BEGIN INPUT RECORDS

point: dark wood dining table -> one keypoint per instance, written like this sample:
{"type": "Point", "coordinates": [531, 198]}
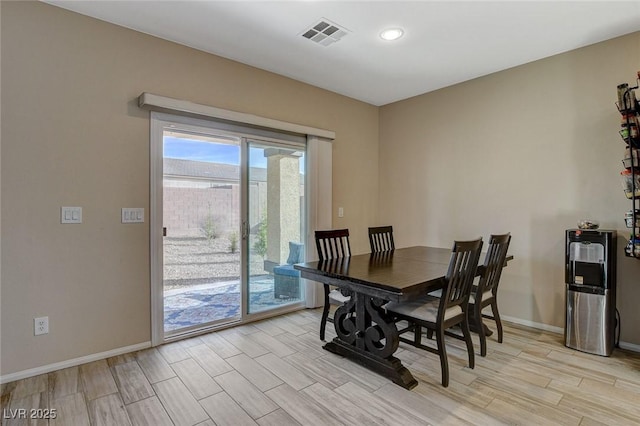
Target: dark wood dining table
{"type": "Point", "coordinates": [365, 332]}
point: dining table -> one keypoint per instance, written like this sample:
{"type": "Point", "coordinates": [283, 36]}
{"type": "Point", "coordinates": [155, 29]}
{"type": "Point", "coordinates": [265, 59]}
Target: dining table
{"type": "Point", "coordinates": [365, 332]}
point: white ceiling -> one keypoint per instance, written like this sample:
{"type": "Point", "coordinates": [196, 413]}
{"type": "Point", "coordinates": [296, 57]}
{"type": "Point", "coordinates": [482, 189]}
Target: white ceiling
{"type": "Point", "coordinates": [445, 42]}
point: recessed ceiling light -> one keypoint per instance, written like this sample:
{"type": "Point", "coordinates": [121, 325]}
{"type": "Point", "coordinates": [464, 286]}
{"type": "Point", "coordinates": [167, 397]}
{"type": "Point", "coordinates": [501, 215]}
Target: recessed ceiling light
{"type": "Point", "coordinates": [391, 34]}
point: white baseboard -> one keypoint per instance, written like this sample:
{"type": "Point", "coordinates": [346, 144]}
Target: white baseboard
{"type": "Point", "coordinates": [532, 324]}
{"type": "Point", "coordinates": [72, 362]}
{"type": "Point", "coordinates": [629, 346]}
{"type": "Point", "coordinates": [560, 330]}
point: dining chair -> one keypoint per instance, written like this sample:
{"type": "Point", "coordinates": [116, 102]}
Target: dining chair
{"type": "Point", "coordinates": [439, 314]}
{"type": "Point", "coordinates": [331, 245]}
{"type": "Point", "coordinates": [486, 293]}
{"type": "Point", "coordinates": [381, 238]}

END INPUT RECORDS

EXERCISE GOAL:
Transcribe every entry word for word, but omit the pictures.

ANSWER BELOW:
point: dark wood dining table -> one keypoint per instance, written like this sample:
{"type": "Point", "coordinates": [531, 198]}
Target: dark wood dining table
{"type": "Point", "coordinates": [365, 332]}
point: dining table -> one keypoint per instance, written like this sample:
{"type": "Point", "coordinates": [283, 36]}
{"type": "Point", "coordinates": [155, 29]}
{"type": "Point", "coordinates": [265, 59]}
Target: dining table
{"type": "Point", "coordinates": [365, 332]}
point: white ceiling -> one keypoint per instance, written like this sample:
{"type": "Point", "coordinates": [196, 413]}
{"type": "Point", "coordinates": [296, 57]}
{"type": "Point", "coordinates": [482, 189]}
Target: white ceiling
{"type": "Point", "coordinates": [445, 42]}
point: recessed ceiling light -> one keypoint per instance, written like this sample:
{"type": "Point", "coordinates": [121, 325]}
{"type": "Point", "coordinates": [464, 286]}
{"type": "Point", "coordinates": [167, 397]}
{"type": "Point", "coordinates": [501, 215]}
Target: recessed ceiling light
{"type": "Point", "coordinates": [391, 34]}
point: white baseboard -> one keypoint per instance, written like this sample:
{"type": "Point", "coordinates": [346, 144]}
Target: white baseboard
{"type": "Point", "coordinates": [532, 324]}
{"type": "Point", "coordinates": [72, 362]}
{"type": "Point", "coordinates": [629, 346]}
{"type": "Point", "coordinates": [560, 330]}
point: dining chair -> one keypoint per instance, written like this sample:
{"type": "Point", "coordinates": [116, 102]}
Target: dining chair
{"type": "Point", "coordinates": [439, 314]}
{"type": "Point", "coordinates": [331, 245]}
{"type": "Point", "coordinates": [486, 293]}
{"type": "Point", "coordinates": [381, 238]}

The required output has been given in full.